Copy each record exactly, word for word.

Dataset entries:
"""
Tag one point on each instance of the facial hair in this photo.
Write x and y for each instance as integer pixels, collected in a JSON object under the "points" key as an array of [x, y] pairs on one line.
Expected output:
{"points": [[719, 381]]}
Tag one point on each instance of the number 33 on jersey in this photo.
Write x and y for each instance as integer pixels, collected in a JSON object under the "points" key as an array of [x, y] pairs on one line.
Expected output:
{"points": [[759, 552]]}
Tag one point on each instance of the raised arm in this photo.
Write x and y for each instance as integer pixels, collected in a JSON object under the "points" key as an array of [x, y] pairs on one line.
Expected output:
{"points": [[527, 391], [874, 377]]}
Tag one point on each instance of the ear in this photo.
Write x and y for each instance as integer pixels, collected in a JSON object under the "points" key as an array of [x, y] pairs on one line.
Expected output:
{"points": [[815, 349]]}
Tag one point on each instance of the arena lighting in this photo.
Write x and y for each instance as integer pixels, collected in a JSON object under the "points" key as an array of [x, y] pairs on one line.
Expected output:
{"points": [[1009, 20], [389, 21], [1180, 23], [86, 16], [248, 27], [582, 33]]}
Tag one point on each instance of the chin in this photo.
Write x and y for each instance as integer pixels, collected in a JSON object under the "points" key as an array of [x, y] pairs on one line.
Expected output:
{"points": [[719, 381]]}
"""
Output of the exercise:
Tag one point on each instance of the facial hair in this photo.
Write x and y for each instance as integer pixels, collected in a JSON object under the "points" key as an array of [x, y] pairs on one line.
Expected output:
{"points": [[719, 381]]}
Tag one point on each instance of the number 33 on jersey in this photo.
Write x and y for each instance as integer pixels, collected in a JSON object under the "points" key as an array of [x, y] pairs on one line.
Expected output:
{"points": [[759, 552]]}
Tag one point on each instance of the raised arm in this photo.
Write x and y for each instance as integer pixels, collected in a JSON object under the "points" key as an array of [x, y] pairs on one line.
Expected output:
{"points": [[527, 391], [874, 377]]}
Tag one point on each instance of the ear in this photo.
Write x and y for each instance as integer pixels, collected in a JSON object under the "points" key as an array of [x, y] pairs on one line.
Expected output:
{"points": [[815, 349]]}
Tag one point on each instance of the arena lighting in this photo.
Write x and y for each instance as integer pixels, collected in a JSON object under the "points" key as an array of [x, y] pairs on one line.
Expected output:
{"points": [[1009, 20], [389, 21], [1180, 23], [86, 16], [248, 27], [582, 33]]}
Tag one point on each instance of the chin in this photo.
Write x and y for each instance as integer pixels, collected in a JSON object under the "points" key as an array of [x, y] pairs on one line.
Expected output:
{"points": [[719, 381]]}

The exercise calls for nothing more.